§ **Extracted material**
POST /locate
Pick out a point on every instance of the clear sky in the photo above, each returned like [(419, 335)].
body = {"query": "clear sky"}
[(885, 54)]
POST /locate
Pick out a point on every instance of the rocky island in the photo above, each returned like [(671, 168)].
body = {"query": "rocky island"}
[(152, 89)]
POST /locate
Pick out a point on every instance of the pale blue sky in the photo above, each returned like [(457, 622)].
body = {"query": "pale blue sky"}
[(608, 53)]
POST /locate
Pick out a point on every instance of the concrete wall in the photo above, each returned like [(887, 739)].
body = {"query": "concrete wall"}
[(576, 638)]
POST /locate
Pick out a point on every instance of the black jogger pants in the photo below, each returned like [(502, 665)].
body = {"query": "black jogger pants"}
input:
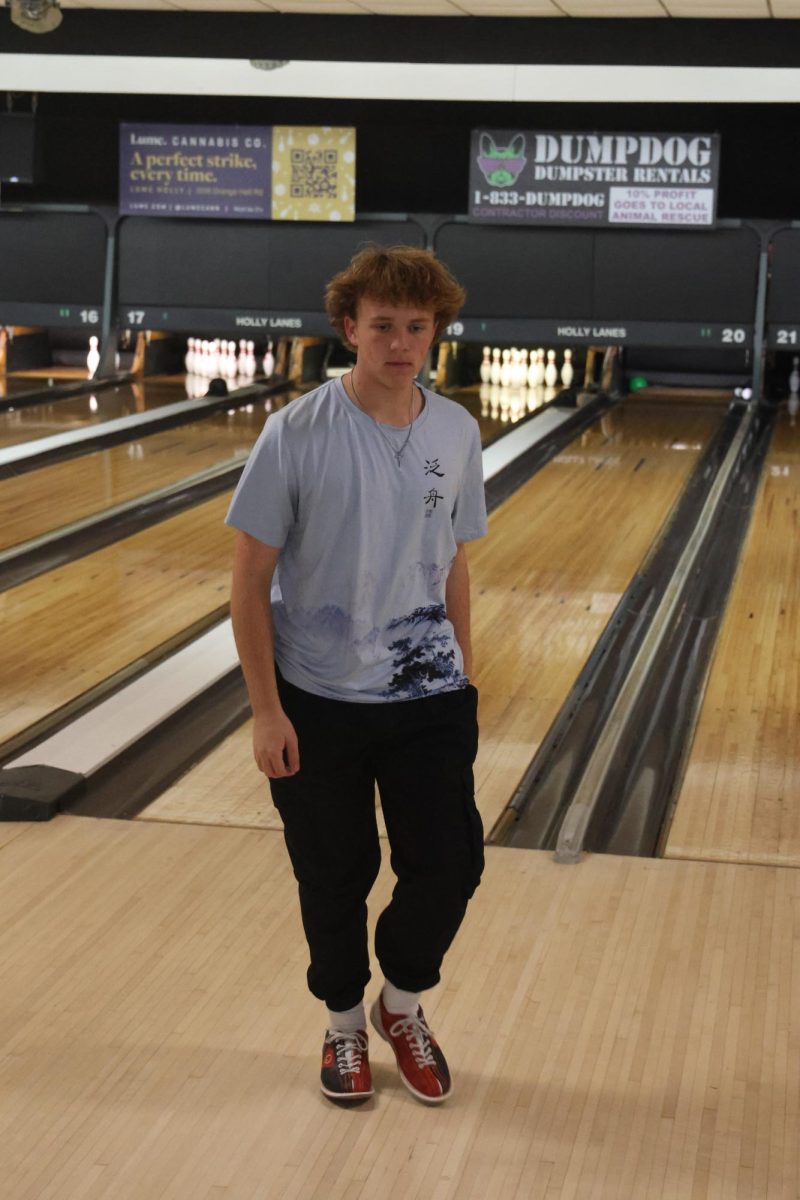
[(420, 753)]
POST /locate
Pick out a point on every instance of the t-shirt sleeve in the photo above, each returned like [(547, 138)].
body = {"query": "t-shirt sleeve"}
[(469, 514), (265, 501)]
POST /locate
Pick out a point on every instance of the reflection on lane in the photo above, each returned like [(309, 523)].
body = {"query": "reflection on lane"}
[(559, 555), (82, 412), (59, 495)]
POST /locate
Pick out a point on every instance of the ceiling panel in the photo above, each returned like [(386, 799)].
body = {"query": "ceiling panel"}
[(576, 9)]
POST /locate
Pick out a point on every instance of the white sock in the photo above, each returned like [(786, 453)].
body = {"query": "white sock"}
[(403, 1003), (348, 1021)]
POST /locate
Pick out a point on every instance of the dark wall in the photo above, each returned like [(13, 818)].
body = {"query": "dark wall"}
[(414, 156)]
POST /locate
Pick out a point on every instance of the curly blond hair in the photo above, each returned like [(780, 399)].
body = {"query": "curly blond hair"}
[(396, 275)]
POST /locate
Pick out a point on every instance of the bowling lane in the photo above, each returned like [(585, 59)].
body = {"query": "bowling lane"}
[(738, 802), (16, 385), (74, 627), (66, 631), (56, 496), (82, 412), (559, 555)]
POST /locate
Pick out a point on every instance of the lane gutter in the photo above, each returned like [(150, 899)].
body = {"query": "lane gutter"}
[(537, 807)]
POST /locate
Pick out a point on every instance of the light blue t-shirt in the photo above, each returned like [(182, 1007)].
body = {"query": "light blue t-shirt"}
[(359, 592)]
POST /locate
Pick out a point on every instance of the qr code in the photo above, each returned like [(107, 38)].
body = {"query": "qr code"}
[(314, 173)]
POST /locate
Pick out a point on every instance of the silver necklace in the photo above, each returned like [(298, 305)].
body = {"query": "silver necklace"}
[(398, 454)]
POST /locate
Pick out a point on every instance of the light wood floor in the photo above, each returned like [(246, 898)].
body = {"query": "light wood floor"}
[(739, 799), (623, 1030), (545, 582), (100, 480)]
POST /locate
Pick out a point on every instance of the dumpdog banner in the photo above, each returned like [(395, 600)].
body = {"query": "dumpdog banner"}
[(282, 173), (597, 179)]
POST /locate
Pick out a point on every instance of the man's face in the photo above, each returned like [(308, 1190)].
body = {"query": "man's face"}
[(391, 342)]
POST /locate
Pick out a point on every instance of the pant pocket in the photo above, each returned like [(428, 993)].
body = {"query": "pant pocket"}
[(474, 832)]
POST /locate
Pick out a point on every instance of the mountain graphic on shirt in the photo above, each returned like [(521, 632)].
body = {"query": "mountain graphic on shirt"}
[(421, 667)]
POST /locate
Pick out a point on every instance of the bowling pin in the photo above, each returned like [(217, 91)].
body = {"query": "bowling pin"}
[(505, 370), (92, 358), (794, 378)]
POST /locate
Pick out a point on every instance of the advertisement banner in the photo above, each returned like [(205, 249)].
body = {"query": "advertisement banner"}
[(302, 173), (596, 179), (313, 173), (196, 171)]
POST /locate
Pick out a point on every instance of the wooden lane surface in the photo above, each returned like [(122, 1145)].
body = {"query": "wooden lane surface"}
[(67, 630), (623, 1030), (739, 797), (52, 497), (545, 582), (76, 412), (14, 385)]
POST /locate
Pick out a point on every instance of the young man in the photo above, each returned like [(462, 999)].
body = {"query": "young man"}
[(350, 610)]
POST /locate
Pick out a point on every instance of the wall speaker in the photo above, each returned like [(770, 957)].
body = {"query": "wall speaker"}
[(19, 149)]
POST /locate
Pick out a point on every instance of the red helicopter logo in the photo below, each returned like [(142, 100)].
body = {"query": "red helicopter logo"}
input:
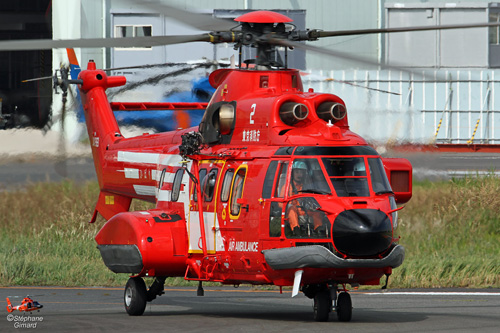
[(27, 305)]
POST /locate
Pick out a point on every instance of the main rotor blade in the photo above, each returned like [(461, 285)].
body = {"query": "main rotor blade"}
[(204, 22), (345, 56), (405, 29), (47, 44), (332, 53)]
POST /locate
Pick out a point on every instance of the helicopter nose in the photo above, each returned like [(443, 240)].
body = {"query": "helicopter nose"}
[(362, 232)]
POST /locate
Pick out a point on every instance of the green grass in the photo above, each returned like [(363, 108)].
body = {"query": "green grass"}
[(451, 232)]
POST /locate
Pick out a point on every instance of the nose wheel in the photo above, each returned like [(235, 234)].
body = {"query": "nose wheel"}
[(344, 307), (326, 299)]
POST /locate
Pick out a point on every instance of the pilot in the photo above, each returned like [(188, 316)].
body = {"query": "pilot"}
[(296, 213)]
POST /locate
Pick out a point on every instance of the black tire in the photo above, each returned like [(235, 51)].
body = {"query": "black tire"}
[(322, 305), (344, 307), (135, 296)]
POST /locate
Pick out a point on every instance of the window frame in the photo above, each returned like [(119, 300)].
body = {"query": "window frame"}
[(117, 34), (233, 197)]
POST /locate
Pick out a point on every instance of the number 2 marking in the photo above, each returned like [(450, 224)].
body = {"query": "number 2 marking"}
[(252, 113)]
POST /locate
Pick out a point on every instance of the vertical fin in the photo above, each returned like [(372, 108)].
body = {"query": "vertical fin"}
[(296, 282), (110, 204)]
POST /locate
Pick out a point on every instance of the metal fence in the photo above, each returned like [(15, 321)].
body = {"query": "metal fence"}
[(418, 107)]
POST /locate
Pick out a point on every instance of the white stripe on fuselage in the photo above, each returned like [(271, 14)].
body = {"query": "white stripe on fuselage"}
[(145, 190), (131, 157)]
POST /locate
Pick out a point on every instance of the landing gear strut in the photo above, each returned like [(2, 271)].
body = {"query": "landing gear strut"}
[(136, 294), (326, 300)]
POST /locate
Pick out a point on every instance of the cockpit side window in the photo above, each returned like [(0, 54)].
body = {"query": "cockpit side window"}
[(307, 177), (269, 180), (279, 190), (347, 175), (209, 185)]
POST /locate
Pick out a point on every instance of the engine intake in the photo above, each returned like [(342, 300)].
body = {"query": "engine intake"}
[(291, 113), (331, 111)]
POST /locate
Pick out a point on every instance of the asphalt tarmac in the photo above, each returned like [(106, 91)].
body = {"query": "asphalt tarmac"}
[(15, 173), (226, 309)]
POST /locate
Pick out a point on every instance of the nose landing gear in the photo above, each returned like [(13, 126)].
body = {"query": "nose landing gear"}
[(326, 300)]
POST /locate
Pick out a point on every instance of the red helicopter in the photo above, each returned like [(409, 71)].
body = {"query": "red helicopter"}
[(27, 305), (272, 188)]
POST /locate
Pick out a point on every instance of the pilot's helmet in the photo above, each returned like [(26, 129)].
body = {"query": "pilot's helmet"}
[(359, 168), (299, 165)]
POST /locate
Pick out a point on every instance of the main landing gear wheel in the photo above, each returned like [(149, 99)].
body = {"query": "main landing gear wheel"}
[(322, 305), (344, 307), (135, 296)]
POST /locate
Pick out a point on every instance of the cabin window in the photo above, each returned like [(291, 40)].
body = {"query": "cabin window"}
[(176, 187), (307, 177), (162, 179), (237, 191), (201, 178), (380, 183), (209, 185), (123, 31), (275, 219), (279, 190), (347, 175), (269, 180), (226, 185)]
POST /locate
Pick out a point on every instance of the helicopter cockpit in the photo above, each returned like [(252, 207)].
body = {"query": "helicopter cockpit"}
[(331, 174)]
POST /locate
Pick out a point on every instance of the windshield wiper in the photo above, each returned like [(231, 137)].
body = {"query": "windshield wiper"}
[(315, 191), (384, 192)]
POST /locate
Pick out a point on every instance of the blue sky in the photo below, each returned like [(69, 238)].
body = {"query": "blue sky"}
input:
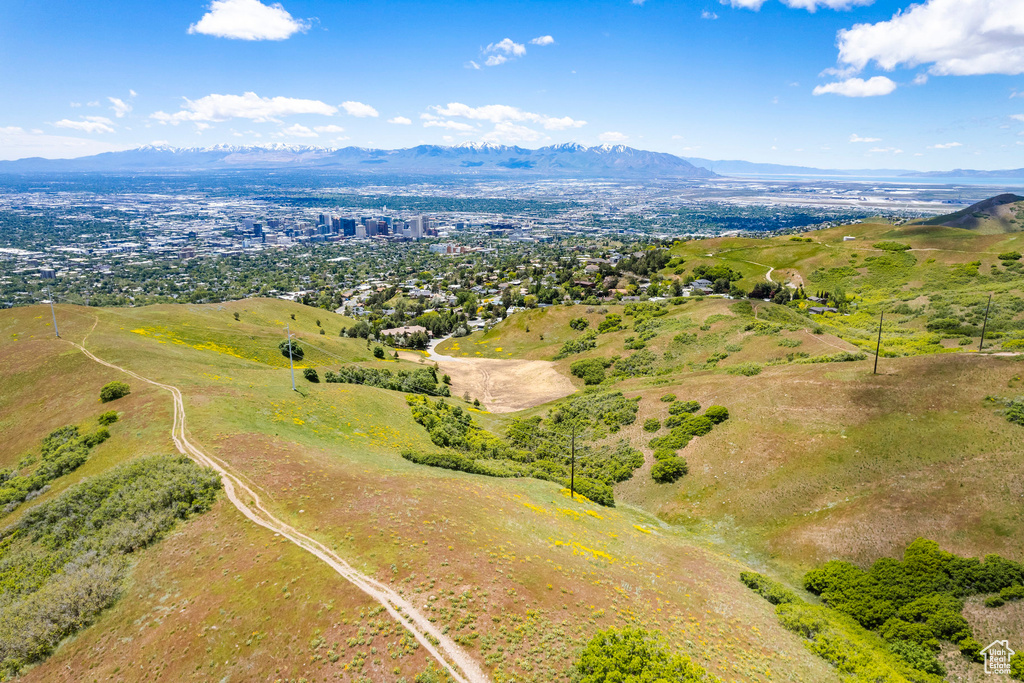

§ **What to produce**
Find each line in the entries above that contains the string "wooden" and copy it out in full.

§ **Answer below**
Pick out a point on every instance of the wooden lane surface in the photo above, each returned like [(122, 1145)].
body = {"query": "wooden lane surface"}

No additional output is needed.